● What is expected: Beginning with the line that contains "Could you point to the metal cooking", transcribe every line down to the end of the entries, exactly, and no other lines.

● Data shown:

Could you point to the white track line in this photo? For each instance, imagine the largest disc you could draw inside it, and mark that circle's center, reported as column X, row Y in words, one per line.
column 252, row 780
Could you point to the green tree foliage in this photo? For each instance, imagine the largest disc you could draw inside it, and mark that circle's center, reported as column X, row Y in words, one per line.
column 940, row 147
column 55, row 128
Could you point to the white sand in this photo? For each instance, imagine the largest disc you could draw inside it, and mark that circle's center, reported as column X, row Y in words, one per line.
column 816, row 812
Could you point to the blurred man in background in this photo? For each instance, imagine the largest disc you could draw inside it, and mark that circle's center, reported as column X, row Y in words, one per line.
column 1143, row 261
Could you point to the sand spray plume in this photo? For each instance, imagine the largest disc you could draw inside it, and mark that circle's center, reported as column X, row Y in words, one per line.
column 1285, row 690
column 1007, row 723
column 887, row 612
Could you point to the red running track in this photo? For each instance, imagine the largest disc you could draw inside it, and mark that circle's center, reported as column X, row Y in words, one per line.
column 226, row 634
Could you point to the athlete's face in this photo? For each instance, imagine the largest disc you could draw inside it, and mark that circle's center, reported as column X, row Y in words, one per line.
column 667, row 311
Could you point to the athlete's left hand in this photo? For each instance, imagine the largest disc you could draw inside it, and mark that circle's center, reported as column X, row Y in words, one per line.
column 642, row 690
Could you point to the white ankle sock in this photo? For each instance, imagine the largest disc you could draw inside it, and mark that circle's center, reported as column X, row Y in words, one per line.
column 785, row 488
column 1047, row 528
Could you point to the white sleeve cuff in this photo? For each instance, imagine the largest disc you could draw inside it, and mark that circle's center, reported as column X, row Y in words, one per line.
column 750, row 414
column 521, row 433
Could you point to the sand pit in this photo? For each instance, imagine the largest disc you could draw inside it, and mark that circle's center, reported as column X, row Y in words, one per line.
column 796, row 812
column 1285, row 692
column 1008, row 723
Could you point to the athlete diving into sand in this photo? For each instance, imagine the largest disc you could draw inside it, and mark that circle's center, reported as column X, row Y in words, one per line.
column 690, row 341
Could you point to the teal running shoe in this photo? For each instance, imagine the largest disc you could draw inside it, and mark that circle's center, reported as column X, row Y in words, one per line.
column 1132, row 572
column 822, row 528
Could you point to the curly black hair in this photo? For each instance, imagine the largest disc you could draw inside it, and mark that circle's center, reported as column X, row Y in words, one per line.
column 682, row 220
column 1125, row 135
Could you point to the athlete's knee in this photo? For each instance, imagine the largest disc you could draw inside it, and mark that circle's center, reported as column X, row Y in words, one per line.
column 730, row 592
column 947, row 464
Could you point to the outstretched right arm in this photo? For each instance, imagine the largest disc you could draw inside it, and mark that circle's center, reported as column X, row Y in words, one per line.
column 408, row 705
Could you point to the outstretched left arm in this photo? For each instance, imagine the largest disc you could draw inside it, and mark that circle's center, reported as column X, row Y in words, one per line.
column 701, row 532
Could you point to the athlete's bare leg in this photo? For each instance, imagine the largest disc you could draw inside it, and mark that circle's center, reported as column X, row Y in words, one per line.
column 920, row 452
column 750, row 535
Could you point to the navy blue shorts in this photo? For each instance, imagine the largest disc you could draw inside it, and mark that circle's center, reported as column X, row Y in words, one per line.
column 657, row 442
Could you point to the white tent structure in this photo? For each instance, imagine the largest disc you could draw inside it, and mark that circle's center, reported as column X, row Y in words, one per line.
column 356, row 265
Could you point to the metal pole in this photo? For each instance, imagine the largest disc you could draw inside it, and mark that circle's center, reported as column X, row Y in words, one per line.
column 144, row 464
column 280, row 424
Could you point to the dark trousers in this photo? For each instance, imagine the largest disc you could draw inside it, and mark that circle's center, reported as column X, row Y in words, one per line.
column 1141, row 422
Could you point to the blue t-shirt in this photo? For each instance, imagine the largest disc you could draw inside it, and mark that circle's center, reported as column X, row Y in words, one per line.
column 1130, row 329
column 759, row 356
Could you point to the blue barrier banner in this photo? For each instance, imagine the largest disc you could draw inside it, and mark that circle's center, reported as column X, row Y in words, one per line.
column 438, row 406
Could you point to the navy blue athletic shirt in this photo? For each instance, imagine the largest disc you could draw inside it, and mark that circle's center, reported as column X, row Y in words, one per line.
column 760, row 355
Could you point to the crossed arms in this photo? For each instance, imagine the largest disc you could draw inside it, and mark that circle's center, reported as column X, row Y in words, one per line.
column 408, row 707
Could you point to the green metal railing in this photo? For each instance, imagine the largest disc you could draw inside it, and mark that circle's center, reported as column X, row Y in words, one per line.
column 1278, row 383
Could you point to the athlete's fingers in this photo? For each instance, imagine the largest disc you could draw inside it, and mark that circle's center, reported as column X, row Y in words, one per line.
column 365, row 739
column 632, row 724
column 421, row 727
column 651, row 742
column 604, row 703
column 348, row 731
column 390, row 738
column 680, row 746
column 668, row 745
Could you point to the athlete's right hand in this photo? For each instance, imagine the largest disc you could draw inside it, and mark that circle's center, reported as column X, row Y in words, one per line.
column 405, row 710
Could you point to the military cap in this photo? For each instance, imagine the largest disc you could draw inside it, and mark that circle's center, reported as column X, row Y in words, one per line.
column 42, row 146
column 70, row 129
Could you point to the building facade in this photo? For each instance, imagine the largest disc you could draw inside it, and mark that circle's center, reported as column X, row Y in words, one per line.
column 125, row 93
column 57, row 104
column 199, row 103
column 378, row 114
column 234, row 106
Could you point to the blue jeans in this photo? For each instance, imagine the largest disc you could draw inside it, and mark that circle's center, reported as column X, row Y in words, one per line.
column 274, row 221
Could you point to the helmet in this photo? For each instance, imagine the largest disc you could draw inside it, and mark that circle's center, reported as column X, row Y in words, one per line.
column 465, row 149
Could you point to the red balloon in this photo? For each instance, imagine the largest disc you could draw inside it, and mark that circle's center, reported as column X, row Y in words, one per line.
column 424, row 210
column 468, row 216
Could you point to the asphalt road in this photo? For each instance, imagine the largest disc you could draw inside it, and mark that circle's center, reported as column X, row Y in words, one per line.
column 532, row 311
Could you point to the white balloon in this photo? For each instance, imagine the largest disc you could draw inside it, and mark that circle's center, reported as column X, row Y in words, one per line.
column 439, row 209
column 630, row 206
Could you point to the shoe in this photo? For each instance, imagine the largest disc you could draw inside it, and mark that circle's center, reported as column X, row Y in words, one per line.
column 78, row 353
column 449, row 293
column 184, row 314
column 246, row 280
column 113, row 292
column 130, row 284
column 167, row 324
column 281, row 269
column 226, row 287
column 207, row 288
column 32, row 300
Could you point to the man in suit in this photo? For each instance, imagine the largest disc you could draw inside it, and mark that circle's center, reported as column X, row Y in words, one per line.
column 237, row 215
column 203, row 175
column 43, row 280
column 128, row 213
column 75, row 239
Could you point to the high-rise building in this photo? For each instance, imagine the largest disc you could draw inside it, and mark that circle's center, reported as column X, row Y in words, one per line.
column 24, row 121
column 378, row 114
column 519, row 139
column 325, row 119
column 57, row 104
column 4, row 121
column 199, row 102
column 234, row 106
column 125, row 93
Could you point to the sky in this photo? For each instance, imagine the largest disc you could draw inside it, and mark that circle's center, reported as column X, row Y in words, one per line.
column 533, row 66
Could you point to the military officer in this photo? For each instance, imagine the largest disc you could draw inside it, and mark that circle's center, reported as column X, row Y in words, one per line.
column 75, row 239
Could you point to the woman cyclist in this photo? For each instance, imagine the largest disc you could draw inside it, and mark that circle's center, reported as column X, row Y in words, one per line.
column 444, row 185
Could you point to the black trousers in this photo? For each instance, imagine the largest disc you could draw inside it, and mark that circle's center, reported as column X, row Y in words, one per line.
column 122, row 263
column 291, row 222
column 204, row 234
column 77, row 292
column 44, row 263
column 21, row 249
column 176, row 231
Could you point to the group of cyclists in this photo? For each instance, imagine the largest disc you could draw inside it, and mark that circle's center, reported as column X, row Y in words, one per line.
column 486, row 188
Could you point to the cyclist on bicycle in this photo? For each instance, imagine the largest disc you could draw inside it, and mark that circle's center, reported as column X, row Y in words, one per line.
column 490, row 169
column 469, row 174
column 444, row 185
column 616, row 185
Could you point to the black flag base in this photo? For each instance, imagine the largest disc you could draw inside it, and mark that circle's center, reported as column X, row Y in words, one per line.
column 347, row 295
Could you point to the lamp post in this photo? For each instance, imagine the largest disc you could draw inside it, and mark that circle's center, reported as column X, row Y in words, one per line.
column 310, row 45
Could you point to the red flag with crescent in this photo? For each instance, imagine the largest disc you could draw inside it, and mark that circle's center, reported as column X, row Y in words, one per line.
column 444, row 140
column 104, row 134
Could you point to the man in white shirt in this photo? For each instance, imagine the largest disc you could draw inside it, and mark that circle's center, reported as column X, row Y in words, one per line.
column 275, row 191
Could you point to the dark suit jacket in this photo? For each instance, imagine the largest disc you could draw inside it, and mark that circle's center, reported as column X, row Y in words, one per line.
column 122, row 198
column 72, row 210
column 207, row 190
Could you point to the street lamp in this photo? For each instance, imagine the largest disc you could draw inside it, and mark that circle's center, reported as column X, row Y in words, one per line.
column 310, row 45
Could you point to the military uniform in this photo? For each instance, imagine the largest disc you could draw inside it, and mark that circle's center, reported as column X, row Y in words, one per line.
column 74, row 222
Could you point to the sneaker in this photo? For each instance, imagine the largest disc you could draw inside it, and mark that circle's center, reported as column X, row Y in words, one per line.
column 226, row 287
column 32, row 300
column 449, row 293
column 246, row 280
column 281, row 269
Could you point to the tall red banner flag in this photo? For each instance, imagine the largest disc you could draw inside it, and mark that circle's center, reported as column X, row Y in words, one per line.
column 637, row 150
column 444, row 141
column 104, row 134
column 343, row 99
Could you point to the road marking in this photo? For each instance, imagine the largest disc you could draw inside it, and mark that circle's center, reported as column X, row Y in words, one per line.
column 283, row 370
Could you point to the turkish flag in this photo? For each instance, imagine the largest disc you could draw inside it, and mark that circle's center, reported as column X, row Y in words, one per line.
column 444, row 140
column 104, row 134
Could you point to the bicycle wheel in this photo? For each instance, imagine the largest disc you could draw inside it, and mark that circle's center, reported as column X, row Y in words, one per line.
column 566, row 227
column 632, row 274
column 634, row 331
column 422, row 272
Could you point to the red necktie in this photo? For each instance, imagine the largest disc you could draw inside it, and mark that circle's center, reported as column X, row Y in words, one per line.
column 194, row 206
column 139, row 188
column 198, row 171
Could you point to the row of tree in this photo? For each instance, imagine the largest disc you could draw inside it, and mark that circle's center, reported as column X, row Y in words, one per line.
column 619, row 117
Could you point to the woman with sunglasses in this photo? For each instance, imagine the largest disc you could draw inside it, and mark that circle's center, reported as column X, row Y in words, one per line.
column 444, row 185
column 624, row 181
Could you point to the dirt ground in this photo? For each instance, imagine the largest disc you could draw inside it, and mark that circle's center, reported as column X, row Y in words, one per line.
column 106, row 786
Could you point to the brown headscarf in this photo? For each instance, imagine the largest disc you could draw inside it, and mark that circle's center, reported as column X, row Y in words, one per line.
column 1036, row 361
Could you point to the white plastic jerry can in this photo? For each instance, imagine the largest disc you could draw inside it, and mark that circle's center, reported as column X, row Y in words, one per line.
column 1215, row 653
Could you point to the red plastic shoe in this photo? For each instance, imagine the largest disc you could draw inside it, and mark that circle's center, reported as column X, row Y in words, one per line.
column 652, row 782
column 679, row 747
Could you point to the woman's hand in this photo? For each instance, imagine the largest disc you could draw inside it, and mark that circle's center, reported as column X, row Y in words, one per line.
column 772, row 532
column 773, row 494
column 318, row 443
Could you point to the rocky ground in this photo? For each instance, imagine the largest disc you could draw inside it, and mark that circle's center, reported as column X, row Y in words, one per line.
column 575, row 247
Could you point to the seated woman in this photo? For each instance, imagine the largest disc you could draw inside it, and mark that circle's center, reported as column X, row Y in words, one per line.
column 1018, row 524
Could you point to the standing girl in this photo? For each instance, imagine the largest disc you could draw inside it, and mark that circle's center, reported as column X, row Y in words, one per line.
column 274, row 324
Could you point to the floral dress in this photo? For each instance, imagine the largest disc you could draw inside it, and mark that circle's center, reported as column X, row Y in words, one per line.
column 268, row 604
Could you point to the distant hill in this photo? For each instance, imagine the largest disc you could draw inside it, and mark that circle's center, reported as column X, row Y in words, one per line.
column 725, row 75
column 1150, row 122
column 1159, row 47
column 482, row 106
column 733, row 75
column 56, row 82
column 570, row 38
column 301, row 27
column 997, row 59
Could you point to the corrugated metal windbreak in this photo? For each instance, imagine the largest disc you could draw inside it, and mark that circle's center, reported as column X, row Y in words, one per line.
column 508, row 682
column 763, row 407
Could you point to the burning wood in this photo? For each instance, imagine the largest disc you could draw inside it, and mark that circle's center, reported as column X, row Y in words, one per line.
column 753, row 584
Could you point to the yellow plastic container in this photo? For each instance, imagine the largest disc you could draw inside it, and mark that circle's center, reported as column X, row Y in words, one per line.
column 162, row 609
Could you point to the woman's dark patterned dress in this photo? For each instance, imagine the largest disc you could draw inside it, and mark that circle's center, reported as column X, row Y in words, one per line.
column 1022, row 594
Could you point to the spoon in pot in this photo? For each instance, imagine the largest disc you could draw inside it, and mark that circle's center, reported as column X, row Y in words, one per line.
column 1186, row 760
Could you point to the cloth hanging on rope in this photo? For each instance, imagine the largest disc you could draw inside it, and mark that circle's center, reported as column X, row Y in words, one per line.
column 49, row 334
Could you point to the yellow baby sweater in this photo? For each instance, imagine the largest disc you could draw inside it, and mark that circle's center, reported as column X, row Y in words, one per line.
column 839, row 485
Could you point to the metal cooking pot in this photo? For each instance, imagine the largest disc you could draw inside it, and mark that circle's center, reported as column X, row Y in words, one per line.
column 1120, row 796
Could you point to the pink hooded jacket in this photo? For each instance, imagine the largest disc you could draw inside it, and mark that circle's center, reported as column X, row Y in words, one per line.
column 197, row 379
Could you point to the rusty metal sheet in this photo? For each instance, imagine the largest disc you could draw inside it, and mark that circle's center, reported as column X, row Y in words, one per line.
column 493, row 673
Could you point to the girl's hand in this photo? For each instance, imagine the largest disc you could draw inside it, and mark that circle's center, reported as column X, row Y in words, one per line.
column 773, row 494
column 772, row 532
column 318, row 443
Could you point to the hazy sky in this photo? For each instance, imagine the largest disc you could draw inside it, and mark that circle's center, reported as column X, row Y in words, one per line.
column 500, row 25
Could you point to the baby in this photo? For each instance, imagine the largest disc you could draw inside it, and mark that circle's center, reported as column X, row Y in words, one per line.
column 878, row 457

● Response to the task:
Could you point to the metal cooking pot in this photo? For each instance, imagine the largest disc you could draw inside it, and mark that circle's center, reported as column X, row Y in words, one per line.
column 1120, row 796
Could you point to the pink hooded jacket in this photo? For each instance, imagine the largest disc you could draw inside it, and mark that circle's center, reported as column X, row Y in words, one per line.
column 197, row 379
Could you point to the rusty metal sheet in this photo? For each instance, imagine the largest disc you could draw inside it, and mark that circle's center, reported as column X, row Y in words, one per line.
column 493, row 673
Could you point to the girl's hand in this photo? For each instance, imagine the largest disc you could draw inside it, and mark that circle's center, reported as column X, row Y in words, one per line.
column 773, row 494
column 772, row 532
column 318, row 443
Could you point to the hazy sky in this photo? For each instance, imagine the largest disc you could draw inside it, and mark that circle's center, reported as column X, row Y in words, one per line.
column 500, row 25
Could you point to the baby in this photo? For each instance, imagine the largest disc you could draw inside it, and mark that circle's center, reported as column X, row Y in words, one per line.
column 878, row 457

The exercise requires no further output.